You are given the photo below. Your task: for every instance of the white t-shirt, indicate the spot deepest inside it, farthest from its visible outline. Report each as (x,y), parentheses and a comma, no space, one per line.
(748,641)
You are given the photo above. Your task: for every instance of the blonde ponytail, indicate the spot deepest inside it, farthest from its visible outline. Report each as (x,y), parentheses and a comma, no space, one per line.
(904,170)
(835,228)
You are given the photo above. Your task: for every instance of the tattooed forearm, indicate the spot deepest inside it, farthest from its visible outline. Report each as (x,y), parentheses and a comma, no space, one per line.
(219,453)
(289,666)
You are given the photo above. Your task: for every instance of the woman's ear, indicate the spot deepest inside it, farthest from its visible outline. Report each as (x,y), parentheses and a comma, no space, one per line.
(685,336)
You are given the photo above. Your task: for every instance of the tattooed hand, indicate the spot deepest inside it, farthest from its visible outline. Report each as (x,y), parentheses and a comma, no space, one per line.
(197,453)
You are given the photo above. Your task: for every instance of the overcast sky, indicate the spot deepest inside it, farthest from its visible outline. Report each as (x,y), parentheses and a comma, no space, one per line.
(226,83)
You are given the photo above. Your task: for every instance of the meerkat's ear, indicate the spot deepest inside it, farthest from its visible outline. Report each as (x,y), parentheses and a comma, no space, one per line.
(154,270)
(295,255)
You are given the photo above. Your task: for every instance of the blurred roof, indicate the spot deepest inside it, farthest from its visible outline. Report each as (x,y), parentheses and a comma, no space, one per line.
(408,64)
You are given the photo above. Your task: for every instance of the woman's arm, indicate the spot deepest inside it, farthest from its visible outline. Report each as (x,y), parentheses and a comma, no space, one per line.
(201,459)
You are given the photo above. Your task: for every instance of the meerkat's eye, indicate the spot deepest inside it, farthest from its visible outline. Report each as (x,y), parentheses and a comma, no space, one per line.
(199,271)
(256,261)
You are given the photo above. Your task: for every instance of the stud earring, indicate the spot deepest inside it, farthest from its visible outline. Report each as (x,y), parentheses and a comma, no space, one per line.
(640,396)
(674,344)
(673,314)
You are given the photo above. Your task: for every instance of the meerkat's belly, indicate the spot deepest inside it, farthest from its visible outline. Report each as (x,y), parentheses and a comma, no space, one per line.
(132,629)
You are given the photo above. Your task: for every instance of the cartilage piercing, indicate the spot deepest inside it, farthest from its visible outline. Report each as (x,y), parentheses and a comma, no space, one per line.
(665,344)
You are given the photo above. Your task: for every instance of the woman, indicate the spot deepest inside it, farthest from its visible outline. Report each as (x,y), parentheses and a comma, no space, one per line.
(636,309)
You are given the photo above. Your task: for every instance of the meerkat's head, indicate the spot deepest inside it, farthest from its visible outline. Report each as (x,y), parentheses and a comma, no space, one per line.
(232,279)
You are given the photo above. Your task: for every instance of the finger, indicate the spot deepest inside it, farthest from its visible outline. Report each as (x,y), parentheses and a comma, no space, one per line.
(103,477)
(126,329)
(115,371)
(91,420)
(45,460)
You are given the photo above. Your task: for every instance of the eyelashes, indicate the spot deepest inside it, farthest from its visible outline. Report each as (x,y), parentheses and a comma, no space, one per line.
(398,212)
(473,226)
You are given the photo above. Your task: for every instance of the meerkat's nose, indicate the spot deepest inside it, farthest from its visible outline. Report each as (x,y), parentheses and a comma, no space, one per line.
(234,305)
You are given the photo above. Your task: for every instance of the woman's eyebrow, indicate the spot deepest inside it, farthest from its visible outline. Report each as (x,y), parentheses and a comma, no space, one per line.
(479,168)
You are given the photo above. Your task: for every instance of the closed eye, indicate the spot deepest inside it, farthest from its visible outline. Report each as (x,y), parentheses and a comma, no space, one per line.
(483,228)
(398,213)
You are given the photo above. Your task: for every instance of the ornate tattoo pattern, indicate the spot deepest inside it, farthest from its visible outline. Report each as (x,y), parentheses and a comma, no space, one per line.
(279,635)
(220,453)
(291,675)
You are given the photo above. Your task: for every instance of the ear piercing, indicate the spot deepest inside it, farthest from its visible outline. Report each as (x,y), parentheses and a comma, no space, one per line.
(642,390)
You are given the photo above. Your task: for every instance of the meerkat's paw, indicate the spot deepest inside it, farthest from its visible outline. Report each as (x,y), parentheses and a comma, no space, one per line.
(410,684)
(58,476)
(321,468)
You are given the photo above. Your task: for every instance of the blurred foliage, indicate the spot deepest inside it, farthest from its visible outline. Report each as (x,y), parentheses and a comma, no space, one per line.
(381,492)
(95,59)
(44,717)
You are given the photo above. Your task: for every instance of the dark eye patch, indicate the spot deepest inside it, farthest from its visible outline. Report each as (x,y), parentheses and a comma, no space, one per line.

# EXERCISE
Repeat each entry above exactly as shown.

# WRITTEN RESPONSE
You are given the photo below. Your task: for every instance of the white t-shirt, indicate the spot deepest inside it, farthest from its visible outline. Report each as (x,y), parentheses and a comma, no space, one per line.
(748,641)
You are given the photo above. Your task: for every instance of the blonde ponytail, indicate the spot deepest inside it, farthest from its visible outline. Report each as (x,y), parentheses and a comma, no space, one per line.
(904,170)
(835,228)
You are given the photo above. Your task: for every instance of the tattooed forearm, indicate the spot deepest inside it, farthest from its visible outline. Report each as (x,y), parentheses and a comma, no space, one per line.
(219,453)
(289,666)
You are given the photo above. Your task: for every instance of the woman's ear, indicate the spot deepest inside it, farthest from its visible outline. Report each as (x,y), parentheses and a comma, no space, one per line.
(685,336)
You are given the photo above. Your task: for every instance of the tattooed hand, indicate the spot deepest inside it, farthest from its visible outline. Report each as (x,y), parentheses and a comma, no space, one per line.
(197,453)
You are given the photo above. Your task: for every instance of the overcast sky, indicate the spot deepest inside it, farthest from its visible outline. Report each as (x,y), parentheses and a comma, no space, one per line.
(226,83)
You are given the photo above. Your task: for every instance of the meerkat's ear, indicate the spot deepest inside it, farthest from its visible outline. Report each as (x,y), parentheses and a comma, no space, one per line.
(154,270)
(295,255)
You are given the photo above. Your task: for every instance of the blurred roof, indicate the spot deepest inside it, farthest from its visible outline. Report each as (x,y), parentheses and a comma, no space, one per line.
(408,64)
You are given the photo above. Your task: for every instance of the woman's arm, indicate the spot deepest inside it, farthest from its visible outline. Report each as (x,y), parentheses and a comma, no space, one per line.
(201,459)
You are given the photo above. Your task: for every instance of the meerkat's eye, indicate the spot deepest inside it, farthest from its visible outline. Report each as (x,y), parentheses and a comma, no space, one per line.
(199,271)
(256,261)
You are given the photo above. Your task: for every instance of the stud earring, indicate the spot deepest inside it, farthest from its visible outline. Report each as (x,y), parentheses and a comma, no space, one per line.
(640,396)
(674,344)
(673,314)
You are given the photo above. Your task: for every instance of the meerkat's belly, indicate the spot deepest inside it, farthest from its visible outline. Report each as (x,y), parentheses and a comma, no space, one per line.
(132,629)
You are given the photo above. Your task: for every instance of the cartilage piercing, indicate the spot deepest inside it, farthest from its visible outline. Report each as (x,y), parentheses and a comma, no space, one per line.
(665,344)
You are given the photo above. Your task: for every instance of the woman, indicate the spot deepest inside it, farthest from its visible outline. Report each as (x,y), parentheses and a comma, no space, one per line.
(636,309)
You are given the photo above. Your task: for every instance of the meerkat's head, indicate the spot deepest inside it, farthest from its visible outline. Report each as (x,y), parentheses and a comma, no space, one per line.
(232,279)
You are given the photo above. Your task: for every instance of the finger, indicate the spot deepest inside it, farthest from its visible outline. Report each as (x,y), parentheses and a comma, no space, one per line.
(103,477)
(126,329)
(115,371)
(91,420)
(45,460)
You are given the photo above. Your task: for every instance of the eyelashes, indicate the spot deepest inside it, farthest from its visible outline. Report each as (x,y), parentheses and a comma, no space, one per line.
(398,212)
(473,226)
You are given the photo above. Your task: for every instance of the meerkat's nose, indicate the spot deepest inside it, farthest from its visible outline. Report each as (x,y), parentheses and a comma, no space, one per line.
(234,305)
You are given the photo above. Your task: for every instance of the woman's eyebrow, indicate the spot deepest inside it, farthest from its visible outline. Report each as (x,y), parentheses and a comma, no space, one per line.
(479,168)
You are given the photo above. Your task: for every instance of the closed eye, indicate the spot deepest inside it, farthest from its visible outline. Report each as (x,y), parentheses and a comma, no space, one per line.
(483,228)
(398,213)
You are given the photo above. Your task: for every instance of the ornate tattoo pattern, indicate the spot deepest inside it, farthest from its visible outline. Report each as (x,y), parentheses and a comma, no space, one per line.
(279,635)
(220,453)
(291,675)
You are given the photo above. Your task: for every instance of the ear piercing, indicate the spot deepest inside it, farthest from its visible outline. Report each as (x,y), parentheses and a comma, no space, one per line.
(642,390)
You are given the photo above. Your task: for every instance of the meerkat's paw, indicate the spot deepest inside it, farthest from its visible outline. Report each as (x,y), parentheses and a comma, no space, one per line.
(410,684)
(58,476)
(321,468)
You are given the photo above. Your task: for every instance of the blurred foliage, indicate the spot deepest inside it, farthest from its visible outline. Report each as (x,y), parentheses and a comma, no space, one per line.
(381,492)
(95,59)
(44,717)
You are given the photo above. Your task: for every instance of the dark eye patch, indicate the spot deepest inside it, farthest from its visible outline. Report each as (x,y), parentheses and a comma, no space, one per line.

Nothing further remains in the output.